Task prompt: Write each line exactly, from the line that holds "Target: chevron patterned jacket" through the final line of the material, and no other line.

Items:
::::::::::

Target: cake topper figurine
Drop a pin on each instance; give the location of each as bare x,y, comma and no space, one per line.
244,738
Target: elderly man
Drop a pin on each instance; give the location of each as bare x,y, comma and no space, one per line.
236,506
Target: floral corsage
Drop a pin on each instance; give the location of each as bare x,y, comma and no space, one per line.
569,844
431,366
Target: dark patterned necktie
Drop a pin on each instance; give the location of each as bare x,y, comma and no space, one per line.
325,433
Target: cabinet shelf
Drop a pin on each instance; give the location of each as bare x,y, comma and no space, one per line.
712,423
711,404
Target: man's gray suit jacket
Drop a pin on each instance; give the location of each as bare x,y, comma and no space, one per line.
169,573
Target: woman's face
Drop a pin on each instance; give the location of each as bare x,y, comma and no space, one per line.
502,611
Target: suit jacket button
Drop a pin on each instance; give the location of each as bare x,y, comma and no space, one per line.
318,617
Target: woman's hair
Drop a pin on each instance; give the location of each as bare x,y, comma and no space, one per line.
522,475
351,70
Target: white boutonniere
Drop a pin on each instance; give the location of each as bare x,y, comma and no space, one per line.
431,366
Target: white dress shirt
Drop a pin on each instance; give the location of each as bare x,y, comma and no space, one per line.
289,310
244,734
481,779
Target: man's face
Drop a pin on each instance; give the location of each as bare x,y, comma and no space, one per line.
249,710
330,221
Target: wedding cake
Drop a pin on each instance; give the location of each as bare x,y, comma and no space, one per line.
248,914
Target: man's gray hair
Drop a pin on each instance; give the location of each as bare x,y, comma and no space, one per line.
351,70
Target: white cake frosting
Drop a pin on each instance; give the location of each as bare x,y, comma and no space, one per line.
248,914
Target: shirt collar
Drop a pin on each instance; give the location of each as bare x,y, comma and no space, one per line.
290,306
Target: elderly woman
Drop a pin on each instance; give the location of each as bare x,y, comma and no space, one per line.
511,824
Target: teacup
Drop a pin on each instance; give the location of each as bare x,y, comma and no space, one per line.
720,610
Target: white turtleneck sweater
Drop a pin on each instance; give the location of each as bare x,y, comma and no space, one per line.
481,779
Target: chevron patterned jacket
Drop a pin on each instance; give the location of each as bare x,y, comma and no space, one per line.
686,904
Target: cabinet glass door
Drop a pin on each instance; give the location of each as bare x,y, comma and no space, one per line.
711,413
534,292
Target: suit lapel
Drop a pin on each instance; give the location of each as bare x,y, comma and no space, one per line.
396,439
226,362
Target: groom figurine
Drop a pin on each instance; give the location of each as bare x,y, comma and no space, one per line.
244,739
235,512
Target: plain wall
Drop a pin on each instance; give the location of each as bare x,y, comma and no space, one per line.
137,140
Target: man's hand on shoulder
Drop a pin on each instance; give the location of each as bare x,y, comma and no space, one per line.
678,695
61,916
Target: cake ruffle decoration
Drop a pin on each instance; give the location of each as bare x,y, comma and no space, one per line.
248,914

::::::::::

In response:
Target: chevron patterned jacket
Drop a pin on each instance; give the location of each as bare x,y, comma and no space, one per line.
686,904
Target: cabinet glass door
Drop a pin on each instance; give the location of each as bare x,y, comma and no space, one per line.
711,413
534,292
Target: suit lapel
Drop a pin on each instance; give the location of each as bare x,y, comma and no space, one per line.
396,439
226,362
Target: groom figurine
Drop a pin on each instance; give the location of each as bare x,y, comma and no space, one per line.
244,739
235,512
Target: plain wall
Drop a pin on each instance; give the location of each as bare x,y, comma and no space, one per line.
137,140
Target: man's hand on shoulder
Drop a pin on each instance; give the location of each as bare x,y, comma and no space, one per line.
678,695
61,916
Target: cake ruffle decoration
Drop a pin on each instance; give the location of each as bare x,y, comma and no space, one per line.
248,914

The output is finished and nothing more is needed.